ここでは、請求書のフォントを選ぶ際に押さえておくべき3つの重要なポイントを解説します。
請求書で最も重要なのは、情報が誰にとっても正確に読み取れることです。読み間違いは、入金遅延や金額の誤りといった重大なトラブルに直結しかねません。線が細すぎたり、装飾が多かったりする奇抜なフォントは避け、シンプルで明瞭な書体を選びましょう。
特に、数字の判別しやすさは重要です。例えば、「1」と「l(小文字のエル)」、「0(ゼロ)」と「O(大文字のオー)」が見分けにくいフォントは避けるべきです。
ポップ体や手書き風フォントのようなカジュアルすぎる書体は、ビジネスの場にふさわしくなく、相手に軽薄な印象や不信感を与えてしまう可能性があります。取引先に誠実さや信頼性を示すためにも、フォーマルな書体を選びましょう。
請求書をExcelやWordなどのファイル形式で送付する場合、相手のパソコンに同じフォントがインストールされていないと、別のフォントに置き換えられて表示が崩れてしまう「文字化け」や「レイアウト崩れ」の原因になります。
独自に購入・インストールしたデザインフォントは、自社の環境では美しく表示されても、取引先の環境では正しく表示されないリスクが高いことを覚えておきましょう。請求書のような重要な文書では、環境依存の少ない、誰もが利用できるフォントを選ぶことがビジネスマナーです。
ビジネスの現場ではWindowsが主流ですが、デザイン業界などではMacを使う企業も多くあります。ここで注意したいのが、WindowsとMacでは標準搭載のフォントが異なるという点です。このようなフォントを「環境依存フォント」と呼びます。

■ 分析用データ ■

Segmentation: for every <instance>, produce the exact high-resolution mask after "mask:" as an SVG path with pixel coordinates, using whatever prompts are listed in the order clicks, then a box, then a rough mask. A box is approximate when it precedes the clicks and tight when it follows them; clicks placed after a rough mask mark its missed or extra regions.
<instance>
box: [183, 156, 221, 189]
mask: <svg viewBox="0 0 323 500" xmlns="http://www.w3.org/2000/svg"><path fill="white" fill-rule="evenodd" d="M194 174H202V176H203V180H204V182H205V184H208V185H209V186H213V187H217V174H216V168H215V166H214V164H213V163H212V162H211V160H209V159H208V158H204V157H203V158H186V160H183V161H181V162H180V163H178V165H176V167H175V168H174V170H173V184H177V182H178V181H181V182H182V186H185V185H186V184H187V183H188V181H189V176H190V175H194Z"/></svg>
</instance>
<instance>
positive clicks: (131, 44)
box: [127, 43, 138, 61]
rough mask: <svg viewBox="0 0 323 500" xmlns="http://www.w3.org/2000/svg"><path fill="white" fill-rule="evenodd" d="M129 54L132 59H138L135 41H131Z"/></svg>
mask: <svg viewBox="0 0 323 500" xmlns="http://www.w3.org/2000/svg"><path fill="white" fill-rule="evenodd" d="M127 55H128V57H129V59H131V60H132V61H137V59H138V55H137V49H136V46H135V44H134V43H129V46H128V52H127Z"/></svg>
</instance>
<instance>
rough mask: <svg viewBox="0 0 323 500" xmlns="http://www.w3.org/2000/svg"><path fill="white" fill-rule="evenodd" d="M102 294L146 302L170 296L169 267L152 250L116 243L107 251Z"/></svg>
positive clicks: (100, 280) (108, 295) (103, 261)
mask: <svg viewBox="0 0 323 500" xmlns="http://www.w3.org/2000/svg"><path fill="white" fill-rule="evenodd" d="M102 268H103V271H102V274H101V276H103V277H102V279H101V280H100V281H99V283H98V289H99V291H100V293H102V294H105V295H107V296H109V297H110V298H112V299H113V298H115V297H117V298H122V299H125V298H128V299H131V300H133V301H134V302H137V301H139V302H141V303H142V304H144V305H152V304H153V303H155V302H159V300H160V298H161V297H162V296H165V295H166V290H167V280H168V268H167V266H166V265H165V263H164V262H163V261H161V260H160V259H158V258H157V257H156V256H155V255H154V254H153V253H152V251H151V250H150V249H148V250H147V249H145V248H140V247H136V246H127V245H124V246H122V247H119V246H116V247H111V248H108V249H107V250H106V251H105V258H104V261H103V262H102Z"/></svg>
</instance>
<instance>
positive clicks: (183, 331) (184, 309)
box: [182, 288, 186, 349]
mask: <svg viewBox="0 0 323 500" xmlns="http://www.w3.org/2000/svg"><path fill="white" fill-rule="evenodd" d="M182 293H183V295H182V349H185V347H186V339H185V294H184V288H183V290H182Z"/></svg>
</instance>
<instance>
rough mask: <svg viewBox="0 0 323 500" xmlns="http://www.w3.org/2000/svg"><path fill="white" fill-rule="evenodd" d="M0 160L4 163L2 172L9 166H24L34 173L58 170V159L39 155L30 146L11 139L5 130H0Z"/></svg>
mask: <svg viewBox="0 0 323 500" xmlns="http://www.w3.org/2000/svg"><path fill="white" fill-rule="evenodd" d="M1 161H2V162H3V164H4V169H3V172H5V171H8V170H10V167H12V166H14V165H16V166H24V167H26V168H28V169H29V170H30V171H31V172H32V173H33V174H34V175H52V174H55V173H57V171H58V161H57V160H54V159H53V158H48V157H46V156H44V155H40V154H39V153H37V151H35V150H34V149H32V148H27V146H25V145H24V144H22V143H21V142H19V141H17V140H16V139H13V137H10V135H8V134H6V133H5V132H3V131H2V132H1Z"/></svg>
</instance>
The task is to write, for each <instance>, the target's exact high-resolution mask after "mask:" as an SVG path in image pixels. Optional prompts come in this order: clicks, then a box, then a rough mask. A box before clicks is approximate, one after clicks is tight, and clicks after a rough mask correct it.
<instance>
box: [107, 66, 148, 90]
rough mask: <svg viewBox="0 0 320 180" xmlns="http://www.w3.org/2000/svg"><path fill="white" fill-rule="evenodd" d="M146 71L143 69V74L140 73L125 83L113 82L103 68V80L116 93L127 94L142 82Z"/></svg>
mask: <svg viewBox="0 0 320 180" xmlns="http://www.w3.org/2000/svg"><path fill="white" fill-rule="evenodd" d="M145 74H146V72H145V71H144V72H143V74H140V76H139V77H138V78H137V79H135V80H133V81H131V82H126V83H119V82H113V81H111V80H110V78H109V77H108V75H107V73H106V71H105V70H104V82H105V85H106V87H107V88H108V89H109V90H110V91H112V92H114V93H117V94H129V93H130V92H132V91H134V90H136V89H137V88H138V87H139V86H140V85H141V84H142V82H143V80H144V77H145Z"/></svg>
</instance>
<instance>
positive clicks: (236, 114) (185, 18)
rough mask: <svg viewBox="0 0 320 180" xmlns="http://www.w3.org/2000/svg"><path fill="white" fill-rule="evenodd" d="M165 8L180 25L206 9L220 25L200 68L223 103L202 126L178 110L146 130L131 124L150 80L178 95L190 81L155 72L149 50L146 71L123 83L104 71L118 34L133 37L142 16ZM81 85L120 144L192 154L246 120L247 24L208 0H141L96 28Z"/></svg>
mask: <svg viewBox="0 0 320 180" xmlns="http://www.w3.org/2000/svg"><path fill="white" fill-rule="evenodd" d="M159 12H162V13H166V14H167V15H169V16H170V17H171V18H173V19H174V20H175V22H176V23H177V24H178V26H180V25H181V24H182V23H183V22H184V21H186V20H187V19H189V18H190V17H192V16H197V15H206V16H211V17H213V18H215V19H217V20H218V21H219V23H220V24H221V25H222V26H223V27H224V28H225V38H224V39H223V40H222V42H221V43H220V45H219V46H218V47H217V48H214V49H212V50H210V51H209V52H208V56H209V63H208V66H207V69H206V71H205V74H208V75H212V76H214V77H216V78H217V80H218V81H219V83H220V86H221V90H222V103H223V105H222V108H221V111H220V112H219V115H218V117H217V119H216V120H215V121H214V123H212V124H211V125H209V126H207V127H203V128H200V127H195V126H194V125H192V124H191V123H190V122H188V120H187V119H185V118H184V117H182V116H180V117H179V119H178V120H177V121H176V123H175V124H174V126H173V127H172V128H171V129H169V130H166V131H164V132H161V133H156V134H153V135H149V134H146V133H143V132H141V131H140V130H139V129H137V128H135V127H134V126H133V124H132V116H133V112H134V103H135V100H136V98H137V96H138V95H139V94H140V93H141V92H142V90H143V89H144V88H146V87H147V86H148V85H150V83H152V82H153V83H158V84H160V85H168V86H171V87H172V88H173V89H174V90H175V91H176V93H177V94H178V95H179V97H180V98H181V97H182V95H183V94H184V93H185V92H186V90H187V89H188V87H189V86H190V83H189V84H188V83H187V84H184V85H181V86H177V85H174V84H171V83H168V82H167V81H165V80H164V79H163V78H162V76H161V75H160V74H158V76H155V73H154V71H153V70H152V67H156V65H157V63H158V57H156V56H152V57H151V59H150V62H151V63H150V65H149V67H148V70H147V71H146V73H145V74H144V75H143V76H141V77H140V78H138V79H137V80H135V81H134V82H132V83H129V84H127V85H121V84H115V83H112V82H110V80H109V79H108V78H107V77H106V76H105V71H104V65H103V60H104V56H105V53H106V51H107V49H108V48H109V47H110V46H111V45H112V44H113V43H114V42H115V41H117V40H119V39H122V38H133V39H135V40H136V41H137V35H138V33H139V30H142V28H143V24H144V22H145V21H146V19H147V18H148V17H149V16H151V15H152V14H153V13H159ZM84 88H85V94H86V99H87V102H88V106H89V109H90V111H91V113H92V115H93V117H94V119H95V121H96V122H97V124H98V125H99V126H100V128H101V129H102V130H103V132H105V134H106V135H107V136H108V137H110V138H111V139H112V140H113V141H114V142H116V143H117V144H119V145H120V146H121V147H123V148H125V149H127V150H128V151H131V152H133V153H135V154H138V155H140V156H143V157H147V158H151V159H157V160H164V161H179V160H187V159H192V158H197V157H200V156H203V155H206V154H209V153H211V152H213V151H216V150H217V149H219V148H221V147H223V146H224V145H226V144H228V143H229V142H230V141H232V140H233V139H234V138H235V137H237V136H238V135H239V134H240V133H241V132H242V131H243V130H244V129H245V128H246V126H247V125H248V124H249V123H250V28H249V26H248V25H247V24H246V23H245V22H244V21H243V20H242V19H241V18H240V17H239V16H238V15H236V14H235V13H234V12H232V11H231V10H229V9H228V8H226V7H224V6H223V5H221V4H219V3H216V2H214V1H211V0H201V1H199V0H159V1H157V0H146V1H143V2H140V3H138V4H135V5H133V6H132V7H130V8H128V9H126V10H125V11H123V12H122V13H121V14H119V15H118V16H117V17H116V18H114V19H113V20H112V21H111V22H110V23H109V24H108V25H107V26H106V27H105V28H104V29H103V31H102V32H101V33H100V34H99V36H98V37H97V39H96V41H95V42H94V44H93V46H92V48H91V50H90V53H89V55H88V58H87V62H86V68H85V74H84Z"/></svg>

■ 取り組む課題 ■
(a) 請求書のフォント選びについての文章によると、WindowsとMacで標準搭載が異なるようなフォントは何と呼ばれますか。
(b) エントリの冒頭から「box: [183, 156, 221, 189]」を含む行までを、両端の行も含めて一字一句そのまま返してください。

■ 解答済みの問題 ■
(a) 環境依存フォントと呼ばれます。

(b)
Segmentation: for every <instance>, produce the exact high-resolution mask after "mask:" as an SVG path with pixel coordinates, using whatever prompts are listed in the order clicks, then a box, then a rough mask. A box is approximate when it precedes the clicks and tight when it follows them; clicks placed after a rough mask mark its missed or extra regions.
<instance>
box: [183, 156, 221, 189]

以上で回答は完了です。